[Stored data entries]
+++++

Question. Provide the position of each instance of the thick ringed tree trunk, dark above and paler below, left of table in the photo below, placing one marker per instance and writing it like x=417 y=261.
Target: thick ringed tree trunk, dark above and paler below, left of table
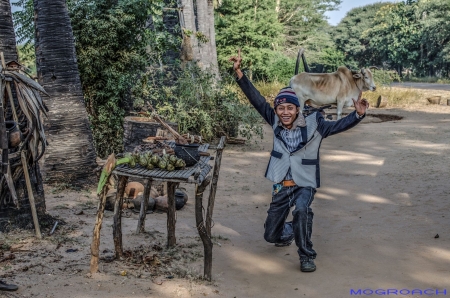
x=70 y=157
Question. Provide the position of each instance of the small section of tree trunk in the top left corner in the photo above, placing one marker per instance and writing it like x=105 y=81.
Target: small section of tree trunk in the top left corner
x=7 y=35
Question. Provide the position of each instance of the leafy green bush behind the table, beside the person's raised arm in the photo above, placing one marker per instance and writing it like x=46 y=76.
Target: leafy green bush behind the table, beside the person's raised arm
x=203 y=105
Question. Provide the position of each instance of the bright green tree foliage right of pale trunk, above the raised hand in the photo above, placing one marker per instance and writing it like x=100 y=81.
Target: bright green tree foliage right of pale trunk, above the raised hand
x=253 y=26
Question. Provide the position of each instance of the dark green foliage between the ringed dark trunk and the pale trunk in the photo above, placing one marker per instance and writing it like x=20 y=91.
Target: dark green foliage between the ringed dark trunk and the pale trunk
x=111 y=40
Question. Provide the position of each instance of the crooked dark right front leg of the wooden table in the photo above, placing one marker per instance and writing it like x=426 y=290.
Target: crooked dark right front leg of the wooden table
x=207 y=243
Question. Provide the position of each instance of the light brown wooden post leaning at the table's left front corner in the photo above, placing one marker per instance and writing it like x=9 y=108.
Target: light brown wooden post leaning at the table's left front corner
x=95 y=246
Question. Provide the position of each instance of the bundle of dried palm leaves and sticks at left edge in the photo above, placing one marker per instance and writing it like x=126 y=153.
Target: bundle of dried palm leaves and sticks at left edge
x=21 y=182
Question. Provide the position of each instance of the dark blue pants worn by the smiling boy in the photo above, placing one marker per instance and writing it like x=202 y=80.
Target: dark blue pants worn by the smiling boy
x=277 y=230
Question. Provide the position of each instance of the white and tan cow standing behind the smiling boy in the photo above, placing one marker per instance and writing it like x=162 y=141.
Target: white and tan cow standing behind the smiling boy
x=337 y=88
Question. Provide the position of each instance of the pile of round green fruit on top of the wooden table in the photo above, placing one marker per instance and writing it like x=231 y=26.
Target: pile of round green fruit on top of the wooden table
x=151 y=161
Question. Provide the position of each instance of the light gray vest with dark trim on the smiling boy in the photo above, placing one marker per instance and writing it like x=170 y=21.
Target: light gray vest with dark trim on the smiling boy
x=304 y=162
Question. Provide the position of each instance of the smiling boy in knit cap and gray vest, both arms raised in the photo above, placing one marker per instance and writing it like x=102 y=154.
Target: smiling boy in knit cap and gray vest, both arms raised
x=294 y=163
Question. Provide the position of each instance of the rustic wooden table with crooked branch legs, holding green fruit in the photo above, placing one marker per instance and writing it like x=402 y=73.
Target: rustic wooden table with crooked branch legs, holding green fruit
x=197 y=174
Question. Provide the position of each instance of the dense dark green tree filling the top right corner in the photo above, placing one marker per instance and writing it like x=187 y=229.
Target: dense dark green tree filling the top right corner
x=412 y=35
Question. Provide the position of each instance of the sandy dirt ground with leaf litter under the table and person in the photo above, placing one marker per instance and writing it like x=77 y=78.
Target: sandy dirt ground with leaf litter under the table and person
x=382 y=204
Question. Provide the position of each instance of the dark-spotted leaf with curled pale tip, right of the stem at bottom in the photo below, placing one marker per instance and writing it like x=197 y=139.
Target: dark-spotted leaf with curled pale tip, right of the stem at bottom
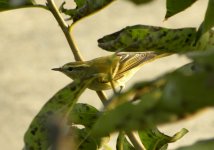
x=152 y=138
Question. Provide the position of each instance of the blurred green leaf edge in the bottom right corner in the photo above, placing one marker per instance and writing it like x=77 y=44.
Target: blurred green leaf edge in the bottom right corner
x=200 y=145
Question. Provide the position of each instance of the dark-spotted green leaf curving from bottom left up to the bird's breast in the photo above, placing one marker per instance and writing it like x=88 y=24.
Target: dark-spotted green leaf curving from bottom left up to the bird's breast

+++++

◆ Directions ◆
Line by line, restate the data above exactly as it stands, minus the pictures.

◆ Worked solution ◆
Question. Provide the position of each instance of the thick ringed tree trunk, dark above and paler below, left of table in the photo below, placing one marker per instance and writing it like x=417 y=261.
Target: thick ringed tree trunk, dark above and paler below, left of table
x=70 y=157
Question. Provide the position of each instance of the small section of tree trunk in the top left corner in the photo above, placing one marker per instance and writing it like x=105 y=81.
Target: small section of tree trunk in the top left corner
x=7 y=35
Question. Provide the position of each instance of the leafy green bush behind the table, beside the person's raised arm in the photo above, placing one marker per instance and writing it like x=46 y=76.
Target: leafy green bush behind the table, beside the person's raised arm
x=203 y=105
Question. Provide the position of each instance of the bright green tree foliage right of pale trunk, above the raised hand in the photo above, placing one marker per instance and writing it like x=100 y=81.
Target: bright green tree foliage right of pale trunk, above the raised hand
x=253 y=26
Question. Provide the position of each instance of the dark green foliage between the ringed dark trunk and the pale trunk in the photo above, placing one marker per instance and writing it like x=20 y=91.
Target: dark green foliage between the ringed dark trunk and the pale trunk
x=111 y=40
Question. Provide the position of each instance of the crooked dark right front leg of the wooden table in the photo above, placing one marker per instance and writing it like x=426 y=290.
Target: crooked dark right front leg of the wooden table
x=207 y=243
Question. Provide the position of each instance of the light brown wooden post leaning at the table's left front corner in the photo above, placing one marker per instance and writing it like x=9 y=108.
Target: light brown wooden post leaning at the table's left front corner
x=95 y=246
Question. Provide the position of each instance of the bundle of dried palm leaves and sticks at left edge in the photo above, placing one marker per instance and writing it like x=126 y=153.
Target: bundle of dried palm leaves and sticks at left edge
x=21 y=182
Question. Provide the position of each instance of the dark blue pants worn by the smiling boy in the photo above, placing one marker per instance and writing it like x=202 y=80.
Target: dark blue pants worn by the smiling boy
x=277 y=230
Question. Provide the position of each instance of the white and tan cow standing behind the smiling boy in the photo above, placing one marker per instance and writing it like x=162 y=141.
Target: white and tan cow standing behind the smiling boy
x=337 y=88
Question. Provide the position of each instance of the pile of round green fruit on top of the wooden table in the photo above, placing one marker per instance and writing it like x=231 y=26.
Target: pile of round green fruit on top of the wooden table
x=151 y=161
Question. Provide the position of each instance of the light gray vest with dark trim on the smiling boy in the photo above, placing one marker per instance and writing it like x=170 y=21.
Target: light gray vest with dark trim on the smiling boy
x=304 y=162
Question. Provide the position of each instance of the smiling boy in knit cap and gray vest, both arms raised in the photo above, placing one marker per instance and writing it like x=102 y=154.
Target: smiling boy in knit cap and gray vest, both arms raised
x=294 y=163
Question. Provide the position of each instance of the rustic wooden table with crooked branch legs, holding green fruit in the photo above, placing one marker per instance and writing it like x=402 y=73.
Target: rustic wooden table with crooked branch legs, holding green fruit
x=197 y=174
Question. Provide the position of each instance of the dense dark green tree filling the top right corner in the photo above, placing one marker per instance and writing it like x=187 y=229.
Target: dense dark green tree filling the top right corner
x=412 y=35
Question. Provide the position of each instance of the sandy dirt ground with leaf litter under the table and person in the photo above, placing one marker per instance and writing it like x=77 y=78.
Target: sandy dirt ground with leaf litter under the table and person
x=382 y=204
Question. Provide the position of each instance of the dark-spotted leaf with curled pale tip, right of the stem at bottom in the photo below, placing one marker per instance and writing it like x=197 y=139.
Target: dark-spotted leaf with curled pale tip, right of the stem at bottom
x=152 y=138
Question. Provide the position of each instance of the blurred green leaf edge in the bottom right corner in the photo above, placing one marker per instance and writing it like x=77 y=44.
Target: blurred green leaf edge in the bottom right corner
x=200 y=145
Question. Provide the position of each instance of the dark-spotted green leaf curving from bottom left up to the bird's breast in the photo above, placing one marker per instance and writing it like x=88 y=24.
Target: dark-spotted green leaf curving from bottom left up to the bird's breast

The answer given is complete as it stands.